*The problem:*
Out of the listing below, copy every line that carries the string "girl".

*Input records:*
━━━━━━━━━━

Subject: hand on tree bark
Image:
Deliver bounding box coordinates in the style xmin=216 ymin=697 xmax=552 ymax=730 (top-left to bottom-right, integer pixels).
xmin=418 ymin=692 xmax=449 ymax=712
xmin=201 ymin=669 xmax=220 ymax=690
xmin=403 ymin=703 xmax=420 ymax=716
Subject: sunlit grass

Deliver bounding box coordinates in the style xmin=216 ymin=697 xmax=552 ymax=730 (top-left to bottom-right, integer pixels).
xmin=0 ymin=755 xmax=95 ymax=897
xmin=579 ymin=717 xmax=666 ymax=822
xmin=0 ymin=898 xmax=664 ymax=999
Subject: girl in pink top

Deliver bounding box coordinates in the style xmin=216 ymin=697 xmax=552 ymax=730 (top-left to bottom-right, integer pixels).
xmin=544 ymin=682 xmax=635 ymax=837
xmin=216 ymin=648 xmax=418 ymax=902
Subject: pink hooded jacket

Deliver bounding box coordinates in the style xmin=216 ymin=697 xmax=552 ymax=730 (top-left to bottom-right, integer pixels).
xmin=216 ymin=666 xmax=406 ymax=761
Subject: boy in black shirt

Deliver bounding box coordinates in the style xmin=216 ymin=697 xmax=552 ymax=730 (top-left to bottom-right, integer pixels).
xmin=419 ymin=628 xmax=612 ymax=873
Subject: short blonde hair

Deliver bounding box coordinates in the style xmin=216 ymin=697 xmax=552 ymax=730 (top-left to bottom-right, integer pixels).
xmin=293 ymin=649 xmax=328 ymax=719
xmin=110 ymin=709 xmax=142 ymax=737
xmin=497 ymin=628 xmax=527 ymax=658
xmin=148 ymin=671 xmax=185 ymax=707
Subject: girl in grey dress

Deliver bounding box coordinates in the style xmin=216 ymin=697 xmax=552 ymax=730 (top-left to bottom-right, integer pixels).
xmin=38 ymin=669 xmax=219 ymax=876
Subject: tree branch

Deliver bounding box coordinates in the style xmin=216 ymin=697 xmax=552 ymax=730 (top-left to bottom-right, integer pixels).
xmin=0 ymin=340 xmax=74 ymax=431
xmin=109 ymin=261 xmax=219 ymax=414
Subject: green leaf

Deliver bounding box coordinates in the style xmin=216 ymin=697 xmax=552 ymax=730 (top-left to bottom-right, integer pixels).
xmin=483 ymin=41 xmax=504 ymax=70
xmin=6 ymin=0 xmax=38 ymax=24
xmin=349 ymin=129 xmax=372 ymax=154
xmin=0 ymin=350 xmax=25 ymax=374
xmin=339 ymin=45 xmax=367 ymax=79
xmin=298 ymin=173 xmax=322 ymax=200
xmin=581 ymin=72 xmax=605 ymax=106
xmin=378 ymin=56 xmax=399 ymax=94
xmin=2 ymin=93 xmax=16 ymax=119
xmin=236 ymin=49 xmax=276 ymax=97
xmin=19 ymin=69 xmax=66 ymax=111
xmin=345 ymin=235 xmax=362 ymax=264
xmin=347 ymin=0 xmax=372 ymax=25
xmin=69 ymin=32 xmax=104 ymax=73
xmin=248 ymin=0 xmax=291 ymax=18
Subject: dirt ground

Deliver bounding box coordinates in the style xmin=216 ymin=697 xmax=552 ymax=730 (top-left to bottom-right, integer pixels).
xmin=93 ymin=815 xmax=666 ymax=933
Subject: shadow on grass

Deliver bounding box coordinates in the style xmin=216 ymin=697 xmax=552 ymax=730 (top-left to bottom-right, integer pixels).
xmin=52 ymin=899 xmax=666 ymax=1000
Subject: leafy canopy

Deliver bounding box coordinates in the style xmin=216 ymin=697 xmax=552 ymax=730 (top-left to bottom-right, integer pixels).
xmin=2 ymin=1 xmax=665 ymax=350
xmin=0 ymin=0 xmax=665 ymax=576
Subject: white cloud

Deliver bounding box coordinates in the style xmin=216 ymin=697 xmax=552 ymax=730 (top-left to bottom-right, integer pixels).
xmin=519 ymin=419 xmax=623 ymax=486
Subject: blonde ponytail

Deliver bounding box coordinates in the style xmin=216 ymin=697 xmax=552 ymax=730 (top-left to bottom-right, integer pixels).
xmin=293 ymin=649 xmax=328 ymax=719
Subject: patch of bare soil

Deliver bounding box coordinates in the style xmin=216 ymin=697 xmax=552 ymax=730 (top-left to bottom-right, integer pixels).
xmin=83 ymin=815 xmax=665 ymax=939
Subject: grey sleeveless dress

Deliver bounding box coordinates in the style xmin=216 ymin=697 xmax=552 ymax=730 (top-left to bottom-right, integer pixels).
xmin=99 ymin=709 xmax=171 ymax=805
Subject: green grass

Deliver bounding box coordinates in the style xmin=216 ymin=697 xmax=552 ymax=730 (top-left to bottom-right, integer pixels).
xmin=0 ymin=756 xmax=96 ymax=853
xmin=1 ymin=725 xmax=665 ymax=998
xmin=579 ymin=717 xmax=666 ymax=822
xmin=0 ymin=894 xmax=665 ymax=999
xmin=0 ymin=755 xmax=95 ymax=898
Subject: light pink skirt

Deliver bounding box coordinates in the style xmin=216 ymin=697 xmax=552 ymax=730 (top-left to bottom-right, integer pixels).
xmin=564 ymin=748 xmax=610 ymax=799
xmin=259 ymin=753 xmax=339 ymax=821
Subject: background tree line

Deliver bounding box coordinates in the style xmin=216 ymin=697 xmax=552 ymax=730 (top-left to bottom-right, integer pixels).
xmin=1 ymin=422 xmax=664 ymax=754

━━━━━━━━━━

*Solved exercise:*
Subject: girl in pink top
Subject: girl in grey dress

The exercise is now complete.